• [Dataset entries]
┌──

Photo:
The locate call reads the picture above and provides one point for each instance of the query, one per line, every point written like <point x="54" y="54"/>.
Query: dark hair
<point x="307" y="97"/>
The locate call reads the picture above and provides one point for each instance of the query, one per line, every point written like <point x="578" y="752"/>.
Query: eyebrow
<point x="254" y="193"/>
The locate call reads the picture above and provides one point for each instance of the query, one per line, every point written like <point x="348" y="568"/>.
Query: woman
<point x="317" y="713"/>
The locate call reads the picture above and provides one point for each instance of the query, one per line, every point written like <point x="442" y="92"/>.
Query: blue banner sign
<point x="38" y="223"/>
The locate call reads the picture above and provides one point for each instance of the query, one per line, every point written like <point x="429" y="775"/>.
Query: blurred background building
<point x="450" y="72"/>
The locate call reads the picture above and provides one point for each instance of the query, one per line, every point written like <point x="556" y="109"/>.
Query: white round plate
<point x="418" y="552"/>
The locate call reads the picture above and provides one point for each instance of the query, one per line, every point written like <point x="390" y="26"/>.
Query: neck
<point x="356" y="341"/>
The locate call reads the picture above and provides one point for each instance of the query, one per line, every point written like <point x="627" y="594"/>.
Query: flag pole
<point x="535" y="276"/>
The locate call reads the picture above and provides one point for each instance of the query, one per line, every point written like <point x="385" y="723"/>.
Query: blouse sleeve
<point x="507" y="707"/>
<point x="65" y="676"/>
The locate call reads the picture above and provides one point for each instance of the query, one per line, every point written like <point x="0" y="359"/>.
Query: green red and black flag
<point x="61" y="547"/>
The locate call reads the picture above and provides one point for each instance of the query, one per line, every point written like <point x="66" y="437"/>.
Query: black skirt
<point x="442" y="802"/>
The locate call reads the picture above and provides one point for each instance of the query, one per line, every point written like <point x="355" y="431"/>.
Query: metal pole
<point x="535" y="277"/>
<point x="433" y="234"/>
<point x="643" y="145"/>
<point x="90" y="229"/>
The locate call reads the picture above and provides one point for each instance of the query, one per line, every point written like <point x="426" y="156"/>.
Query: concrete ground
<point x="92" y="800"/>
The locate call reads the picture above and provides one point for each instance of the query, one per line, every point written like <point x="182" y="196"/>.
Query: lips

└──

• [Problem description] All of the entries must be written out exactly as they stand.

• [Exercise output]
Photo:
The locate call reads the picture above and provides one point for each instance of the query, one per line, every point written like <point x="54" y="54"/>.
Query: dark hair
<point x="307" y="97"/>
The locate call reads the picture above and provides one point for each instance of the query, one per line, every point written like <point x="578" y="752"/>.
Query: eyebrow
<point x="254" y="193"/>
The locate call reads the picture above and provides one point for each instance of the query, one per line, every point written like <point x="348" y="568"/>.
Query: woman
<point x="317" y="713"/>
The locate call reads the picture above and provides one point for each instance of the query, one per line, every point written like <point x="442" y="92"/>.
Query: blue banner sign
<point x="38" y="223"/>
The locate call reads the picture above and provides one point for each instance of the query, one per line, every point written like <point x="429" y="775"/>.
Query: blurred background building
<point x="450" y="72"/>
The locate call reads the picture above and provides one point for each instance of the query, one per line, every point written like <point x="556" y="109"/>.
Query: white round plate
<point x="418" y="552"/>
The locate call reads the picture above and provides one point for each instance of the query, one per line, every point written like <point x="390" y="26"/>.
Query: neck
<point x="356" y="341"/>
The locate call reads the picture above and provides one point for each instance of the query, one per line, every point written like <point x="627" y="594"/>.
Query: flag pole
<point x="535" y="276"/>
The locate call reads the picture above and provides one point for each instance of the query, one per line, every point written like <point x="385" y="723"/>.
Query: blouse sleeve
<point x="507" y="707"/>
<point x="65" y="676"/>
The locate call reads the picture above and provides one point for each instance of the query, one per line, every point written like <point x="0" y="359"/>.
Query: green red and black flag
<point x="61" y="547"/>
The locate call reads the picture above and provides one point for each instance of the query, one per line, every point written like <point x="66" y="437"/>.
Query: black skirt
<point x="442" y="802"/>
The locate call reads the picture above and provides one point for each instance of the query, one per line, every point written like <point x="355" y="431"/>.
Query: metal pole
<point x="535" y="277"/>
<point x="433" y="234"/>
<point x="643" y="145"/>
<point x="90" y="229"/>
The locate call reads the picture above and provides one point for each instance of the query, one per line, every point written like <point x="426" y="156"/>.
Query: concrete ground
<point x="92" y="800"/>
The locate call reads the picture above and provides one point for each instance of the query, one per line, every point written like <point x="182" y="196"/>.
Query: lips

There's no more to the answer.